start Records for processing
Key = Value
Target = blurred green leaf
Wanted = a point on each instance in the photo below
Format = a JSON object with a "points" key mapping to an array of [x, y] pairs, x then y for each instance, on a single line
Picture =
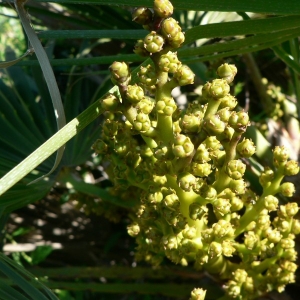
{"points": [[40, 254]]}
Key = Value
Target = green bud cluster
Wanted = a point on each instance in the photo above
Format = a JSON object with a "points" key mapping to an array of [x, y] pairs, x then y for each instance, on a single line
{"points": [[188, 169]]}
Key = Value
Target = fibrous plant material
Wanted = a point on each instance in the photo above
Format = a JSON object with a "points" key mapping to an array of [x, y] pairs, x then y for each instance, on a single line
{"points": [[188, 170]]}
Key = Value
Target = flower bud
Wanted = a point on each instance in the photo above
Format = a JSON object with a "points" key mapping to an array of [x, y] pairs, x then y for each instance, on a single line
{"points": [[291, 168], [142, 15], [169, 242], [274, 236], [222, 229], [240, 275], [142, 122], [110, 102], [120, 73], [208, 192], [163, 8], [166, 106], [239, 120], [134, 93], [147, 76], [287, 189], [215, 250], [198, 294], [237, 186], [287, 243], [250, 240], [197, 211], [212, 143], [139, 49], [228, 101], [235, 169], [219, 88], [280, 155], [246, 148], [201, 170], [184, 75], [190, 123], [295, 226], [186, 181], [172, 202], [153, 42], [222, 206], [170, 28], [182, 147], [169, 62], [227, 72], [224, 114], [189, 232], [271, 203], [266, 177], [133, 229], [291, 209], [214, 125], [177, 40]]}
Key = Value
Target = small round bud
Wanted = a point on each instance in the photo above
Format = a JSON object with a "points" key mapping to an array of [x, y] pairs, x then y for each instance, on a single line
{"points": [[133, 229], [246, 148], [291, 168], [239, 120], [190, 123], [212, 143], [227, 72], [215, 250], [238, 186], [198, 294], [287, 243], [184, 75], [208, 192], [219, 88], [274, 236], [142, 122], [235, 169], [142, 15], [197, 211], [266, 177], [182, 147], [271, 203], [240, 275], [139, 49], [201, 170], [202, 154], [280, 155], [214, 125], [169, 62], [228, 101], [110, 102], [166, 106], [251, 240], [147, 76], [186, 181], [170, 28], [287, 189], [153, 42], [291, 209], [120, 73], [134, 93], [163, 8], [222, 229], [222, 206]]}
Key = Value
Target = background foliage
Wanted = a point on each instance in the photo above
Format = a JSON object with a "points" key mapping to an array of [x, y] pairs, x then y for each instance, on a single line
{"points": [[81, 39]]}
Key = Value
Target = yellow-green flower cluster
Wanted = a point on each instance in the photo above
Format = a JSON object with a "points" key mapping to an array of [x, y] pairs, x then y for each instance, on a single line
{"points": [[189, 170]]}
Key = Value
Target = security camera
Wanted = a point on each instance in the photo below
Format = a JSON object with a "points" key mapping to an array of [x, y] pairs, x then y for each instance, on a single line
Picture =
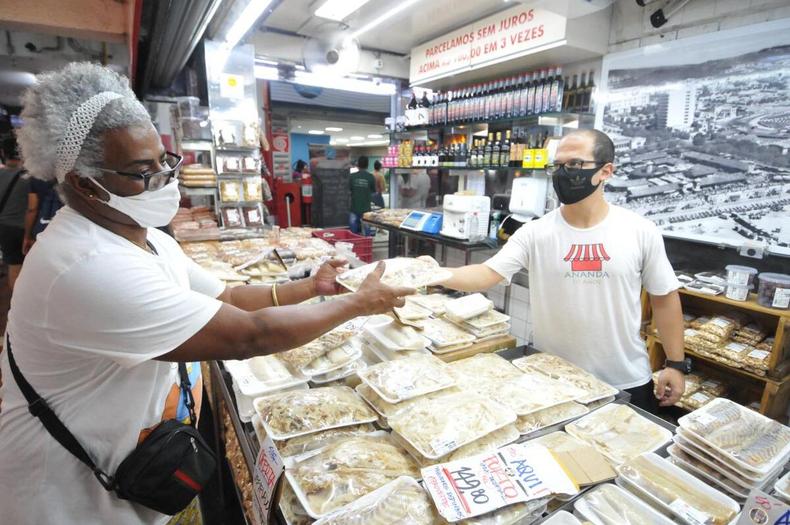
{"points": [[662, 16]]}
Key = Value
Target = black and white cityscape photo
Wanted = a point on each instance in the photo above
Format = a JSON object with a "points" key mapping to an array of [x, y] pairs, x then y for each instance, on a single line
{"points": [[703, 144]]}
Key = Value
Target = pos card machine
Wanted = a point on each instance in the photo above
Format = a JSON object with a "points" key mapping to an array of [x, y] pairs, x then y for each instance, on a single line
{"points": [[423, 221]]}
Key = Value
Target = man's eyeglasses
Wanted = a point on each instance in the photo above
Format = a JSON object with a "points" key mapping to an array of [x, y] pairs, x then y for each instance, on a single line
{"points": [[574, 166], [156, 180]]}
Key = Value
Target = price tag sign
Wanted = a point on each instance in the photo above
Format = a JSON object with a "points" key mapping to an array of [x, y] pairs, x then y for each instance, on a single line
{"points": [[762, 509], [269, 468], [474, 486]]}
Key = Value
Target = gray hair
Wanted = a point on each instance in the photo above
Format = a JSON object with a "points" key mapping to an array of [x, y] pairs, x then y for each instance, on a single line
end Records for processing
start Records for processing
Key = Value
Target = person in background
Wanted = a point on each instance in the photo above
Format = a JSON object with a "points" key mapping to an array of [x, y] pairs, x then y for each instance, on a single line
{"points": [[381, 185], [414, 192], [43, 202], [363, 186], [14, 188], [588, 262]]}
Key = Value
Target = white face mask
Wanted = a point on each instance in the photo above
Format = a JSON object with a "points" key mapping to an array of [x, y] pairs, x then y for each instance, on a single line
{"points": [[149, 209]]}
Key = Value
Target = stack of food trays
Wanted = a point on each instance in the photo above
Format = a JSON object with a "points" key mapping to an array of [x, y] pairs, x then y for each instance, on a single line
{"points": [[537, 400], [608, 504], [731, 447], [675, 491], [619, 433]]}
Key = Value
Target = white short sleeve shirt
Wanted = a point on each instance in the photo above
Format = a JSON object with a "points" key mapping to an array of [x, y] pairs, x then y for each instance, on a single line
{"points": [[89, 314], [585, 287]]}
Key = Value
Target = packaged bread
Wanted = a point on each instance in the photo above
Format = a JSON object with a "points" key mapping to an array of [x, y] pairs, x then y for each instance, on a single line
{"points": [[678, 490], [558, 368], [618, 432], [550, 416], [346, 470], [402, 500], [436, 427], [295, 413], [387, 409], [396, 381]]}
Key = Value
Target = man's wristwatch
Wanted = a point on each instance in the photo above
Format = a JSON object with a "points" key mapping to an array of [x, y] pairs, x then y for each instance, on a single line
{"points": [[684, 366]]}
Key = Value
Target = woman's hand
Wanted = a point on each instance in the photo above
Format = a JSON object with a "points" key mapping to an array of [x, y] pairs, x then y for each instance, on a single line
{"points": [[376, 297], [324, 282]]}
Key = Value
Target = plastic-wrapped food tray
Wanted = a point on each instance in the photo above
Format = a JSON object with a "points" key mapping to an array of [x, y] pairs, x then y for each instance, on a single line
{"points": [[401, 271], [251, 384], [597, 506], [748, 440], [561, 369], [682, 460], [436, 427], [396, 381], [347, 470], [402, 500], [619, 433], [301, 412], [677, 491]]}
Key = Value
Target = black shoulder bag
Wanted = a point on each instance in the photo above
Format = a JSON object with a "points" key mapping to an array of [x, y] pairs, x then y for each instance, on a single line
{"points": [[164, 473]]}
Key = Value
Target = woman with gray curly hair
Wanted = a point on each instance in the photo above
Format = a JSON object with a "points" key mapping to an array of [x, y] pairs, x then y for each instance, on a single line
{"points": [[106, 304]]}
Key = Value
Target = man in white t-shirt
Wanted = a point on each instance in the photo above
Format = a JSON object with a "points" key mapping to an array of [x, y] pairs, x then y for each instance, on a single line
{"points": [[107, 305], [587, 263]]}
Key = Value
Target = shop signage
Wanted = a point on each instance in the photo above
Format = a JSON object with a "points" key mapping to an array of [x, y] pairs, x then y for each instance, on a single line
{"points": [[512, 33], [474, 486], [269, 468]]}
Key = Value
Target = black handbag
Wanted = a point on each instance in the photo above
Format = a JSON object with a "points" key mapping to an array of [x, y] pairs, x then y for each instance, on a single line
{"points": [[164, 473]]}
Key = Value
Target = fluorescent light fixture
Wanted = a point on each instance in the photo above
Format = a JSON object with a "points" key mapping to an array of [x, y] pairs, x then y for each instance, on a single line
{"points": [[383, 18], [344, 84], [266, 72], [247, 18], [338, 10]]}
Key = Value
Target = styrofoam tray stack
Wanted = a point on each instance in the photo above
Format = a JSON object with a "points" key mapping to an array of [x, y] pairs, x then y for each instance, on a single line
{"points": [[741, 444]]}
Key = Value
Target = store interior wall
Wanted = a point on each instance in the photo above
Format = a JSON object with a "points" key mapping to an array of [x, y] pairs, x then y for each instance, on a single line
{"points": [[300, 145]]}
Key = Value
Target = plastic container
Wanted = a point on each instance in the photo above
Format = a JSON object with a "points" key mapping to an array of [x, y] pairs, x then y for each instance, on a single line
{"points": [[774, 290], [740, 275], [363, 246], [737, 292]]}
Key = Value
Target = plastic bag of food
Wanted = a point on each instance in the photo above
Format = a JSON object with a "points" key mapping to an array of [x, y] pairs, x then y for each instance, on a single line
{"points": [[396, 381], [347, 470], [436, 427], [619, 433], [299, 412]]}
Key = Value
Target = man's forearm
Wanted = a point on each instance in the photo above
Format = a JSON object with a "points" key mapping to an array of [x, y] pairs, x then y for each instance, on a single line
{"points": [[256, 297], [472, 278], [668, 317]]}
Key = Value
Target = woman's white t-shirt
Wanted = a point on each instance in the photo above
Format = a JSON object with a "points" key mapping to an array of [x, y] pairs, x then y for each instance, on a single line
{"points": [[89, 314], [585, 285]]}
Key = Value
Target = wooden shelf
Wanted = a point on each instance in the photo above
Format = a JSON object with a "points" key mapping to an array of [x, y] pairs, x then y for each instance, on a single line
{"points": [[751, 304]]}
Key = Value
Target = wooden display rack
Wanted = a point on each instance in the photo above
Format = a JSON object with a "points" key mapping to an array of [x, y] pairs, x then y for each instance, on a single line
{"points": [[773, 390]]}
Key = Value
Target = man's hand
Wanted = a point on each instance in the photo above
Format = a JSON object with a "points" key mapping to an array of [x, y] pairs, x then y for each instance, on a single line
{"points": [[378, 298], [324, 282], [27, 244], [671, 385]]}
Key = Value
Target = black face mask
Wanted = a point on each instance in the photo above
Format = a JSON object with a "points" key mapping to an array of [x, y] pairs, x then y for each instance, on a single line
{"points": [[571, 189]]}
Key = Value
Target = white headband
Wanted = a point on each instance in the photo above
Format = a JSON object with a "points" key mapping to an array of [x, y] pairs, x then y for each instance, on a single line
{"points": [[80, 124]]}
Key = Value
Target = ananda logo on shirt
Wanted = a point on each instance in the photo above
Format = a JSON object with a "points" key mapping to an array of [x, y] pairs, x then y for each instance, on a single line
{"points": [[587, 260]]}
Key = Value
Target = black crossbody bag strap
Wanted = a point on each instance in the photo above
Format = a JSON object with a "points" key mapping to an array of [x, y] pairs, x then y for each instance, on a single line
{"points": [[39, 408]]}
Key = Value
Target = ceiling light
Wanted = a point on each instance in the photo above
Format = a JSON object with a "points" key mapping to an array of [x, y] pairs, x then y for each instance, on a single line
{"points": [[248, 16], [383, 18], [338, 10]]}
end Records for processing
start Records for processing
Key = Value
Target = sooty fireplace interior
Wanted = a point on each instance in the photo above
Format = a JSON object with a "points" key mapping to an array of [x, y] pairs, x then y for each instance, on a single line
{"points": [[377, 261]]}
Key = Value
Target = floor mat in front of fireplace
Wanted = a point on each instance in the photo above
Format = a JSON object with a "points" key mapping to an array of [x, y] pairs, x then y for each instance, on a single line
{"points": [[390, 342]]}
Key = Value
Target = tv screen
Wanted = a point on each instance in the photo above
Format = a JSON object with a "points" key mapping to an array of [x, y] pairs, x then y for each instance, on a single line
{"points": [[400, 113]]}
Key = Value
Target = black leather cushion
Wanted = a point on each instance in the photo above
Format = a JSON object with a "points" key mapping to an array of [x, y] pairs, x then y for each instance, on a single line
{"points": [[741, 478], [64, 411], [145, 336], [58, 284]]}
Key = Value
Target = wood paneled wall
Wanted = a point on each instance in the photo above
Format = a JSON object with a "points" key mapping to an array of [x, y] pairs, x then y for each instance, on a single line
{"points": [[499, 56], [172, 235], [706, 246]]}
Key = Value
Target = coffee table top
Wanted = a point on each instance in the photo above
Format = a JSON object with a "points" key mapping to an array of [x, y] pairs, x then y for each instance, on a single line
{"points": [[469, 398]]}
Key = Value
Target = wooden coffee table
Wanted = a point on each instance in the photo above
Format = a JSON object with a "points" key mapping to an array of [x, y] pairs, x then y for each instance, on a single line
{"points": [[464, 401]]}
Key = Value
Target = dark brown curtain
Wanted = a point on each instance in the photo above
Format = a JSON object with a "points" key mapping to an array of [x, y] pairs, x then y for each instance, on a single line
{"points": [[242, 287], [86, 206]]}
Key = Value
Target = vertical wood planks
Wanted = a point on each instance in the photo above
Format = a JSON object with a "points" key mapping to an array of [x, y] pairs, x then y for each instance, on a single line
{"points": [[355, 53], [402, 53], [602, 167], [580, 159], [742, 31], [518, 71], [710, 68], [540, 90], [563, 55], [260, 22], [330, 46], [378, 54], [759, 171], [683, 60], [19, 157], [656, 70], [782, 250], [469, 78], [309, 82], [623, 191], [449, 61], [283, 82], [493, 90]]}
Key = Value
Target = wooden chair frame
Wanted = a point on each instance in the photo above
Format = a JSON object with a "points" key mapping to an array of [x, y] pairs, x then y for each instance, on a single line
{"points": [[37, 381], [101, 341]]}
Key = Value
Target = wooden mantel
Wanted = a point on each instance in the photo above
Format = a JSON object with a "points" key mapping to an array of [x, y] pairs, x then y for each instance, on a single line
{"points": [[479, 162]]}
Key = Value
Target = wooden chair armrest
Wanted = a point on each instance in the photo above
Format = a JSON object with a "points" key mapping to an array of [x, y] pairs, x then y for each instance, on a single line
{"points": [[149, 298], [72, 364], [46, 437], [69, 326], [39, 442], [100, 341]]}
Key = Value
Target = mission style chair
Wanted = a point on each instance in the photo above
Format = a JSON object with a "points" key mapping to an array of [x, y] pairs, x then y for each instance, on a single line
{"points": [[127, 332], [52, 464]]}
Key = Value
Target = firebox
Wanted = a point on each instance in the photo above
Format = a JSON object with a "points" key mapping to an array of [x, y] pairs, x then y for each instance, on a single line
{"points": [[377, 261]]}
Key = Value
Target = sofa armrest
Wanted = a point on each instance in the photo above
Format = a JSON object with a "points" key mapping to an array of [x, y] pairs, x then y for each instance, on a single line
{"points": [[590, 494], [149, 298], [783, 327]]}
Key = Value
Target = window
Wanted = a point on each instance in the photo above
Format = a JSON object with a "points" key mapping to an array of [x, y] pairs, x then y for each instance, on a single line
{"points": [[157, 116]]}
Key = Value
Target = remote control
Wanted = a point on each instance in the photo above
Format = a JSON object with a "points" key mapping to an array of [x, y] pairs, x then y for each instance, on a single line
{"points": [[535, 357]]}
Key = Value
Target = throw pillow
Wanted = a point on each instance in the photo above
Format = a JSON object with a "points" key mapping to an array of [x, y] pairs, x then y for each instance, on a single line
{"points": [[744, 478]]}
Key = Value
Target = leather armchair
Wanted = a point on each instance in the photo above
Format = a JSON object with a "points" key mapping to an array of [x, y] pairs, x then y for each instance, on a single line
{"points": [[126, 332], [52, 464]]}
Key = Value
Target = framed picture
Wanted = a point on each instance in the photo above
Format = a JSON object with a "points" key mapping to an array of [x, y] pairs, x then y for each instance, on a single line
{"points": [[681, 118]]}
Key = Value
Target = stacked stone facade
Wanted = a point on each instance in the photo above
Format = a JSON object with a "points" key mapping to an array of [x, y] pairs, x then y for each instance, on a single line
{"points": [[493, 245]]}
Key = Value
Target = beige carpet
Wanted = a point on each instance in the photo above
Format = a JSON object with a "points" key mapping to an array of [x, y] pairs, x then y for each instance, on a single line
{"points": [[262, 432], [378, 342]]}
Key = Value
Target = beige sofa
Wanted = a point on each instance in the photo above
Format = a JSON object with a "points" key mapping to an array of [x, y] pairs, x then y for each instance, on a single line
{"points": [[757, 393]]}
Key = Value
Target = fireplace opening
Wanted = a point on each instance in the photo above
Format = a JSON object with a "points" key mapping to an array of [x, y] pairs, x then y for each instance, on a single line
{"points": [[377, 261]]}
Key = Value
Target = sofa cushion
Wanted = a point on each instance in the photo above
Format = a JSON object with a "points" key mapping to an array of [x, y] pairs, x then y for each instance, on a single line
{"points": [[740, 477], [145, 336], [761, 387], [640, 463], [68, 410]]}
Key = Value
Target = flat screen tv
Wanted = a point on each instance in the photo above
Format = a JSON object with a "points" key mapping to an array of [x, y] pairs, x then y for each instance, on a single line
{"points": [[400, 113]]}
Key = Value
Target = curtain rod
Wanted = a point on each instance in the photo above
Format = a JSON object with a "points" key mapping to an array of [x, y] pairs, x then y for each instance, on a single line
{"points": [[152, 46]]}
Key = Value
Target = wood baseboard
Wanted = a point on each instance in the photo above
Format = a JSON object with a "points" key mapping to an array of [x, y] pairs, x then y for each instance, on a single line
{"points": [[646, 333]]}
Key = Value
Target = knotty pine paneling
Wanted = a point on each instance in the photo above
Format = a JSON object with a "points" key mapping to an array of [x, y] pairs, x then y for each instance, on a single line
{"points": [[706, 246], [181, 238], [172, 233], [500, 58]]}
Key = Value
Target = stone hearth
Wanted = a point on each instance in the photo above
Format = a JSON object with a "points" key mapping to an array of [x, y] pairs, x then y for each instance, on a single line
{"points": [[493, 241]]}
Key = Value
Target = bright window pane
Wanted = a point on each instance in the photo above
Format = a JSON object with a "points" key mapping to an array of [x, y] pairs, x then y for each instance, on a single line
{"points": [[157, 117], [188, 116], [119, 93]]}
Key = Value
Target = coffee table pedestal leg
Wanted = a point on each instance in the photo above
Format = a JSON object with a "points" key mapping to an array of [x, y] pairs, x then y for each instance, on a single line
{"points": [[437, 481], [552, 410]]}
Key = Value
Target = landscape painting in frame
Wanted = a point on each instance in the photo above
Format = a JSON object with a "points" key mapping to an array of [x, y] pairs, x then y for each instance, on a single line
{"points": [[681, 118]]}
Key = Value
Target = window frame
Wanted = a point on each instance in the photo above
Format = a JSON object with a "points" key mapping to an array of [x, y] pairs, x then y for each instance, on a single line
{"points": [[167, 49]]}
end Records for processing
Given task>
Locate every line in the listing above that contains the string "woman" and copy each of those lines. Treat the match as case-sensitive.

Exercise output>
Target = woman's hand
Target = woman with gray curly hair
Target = woman's white t-shirt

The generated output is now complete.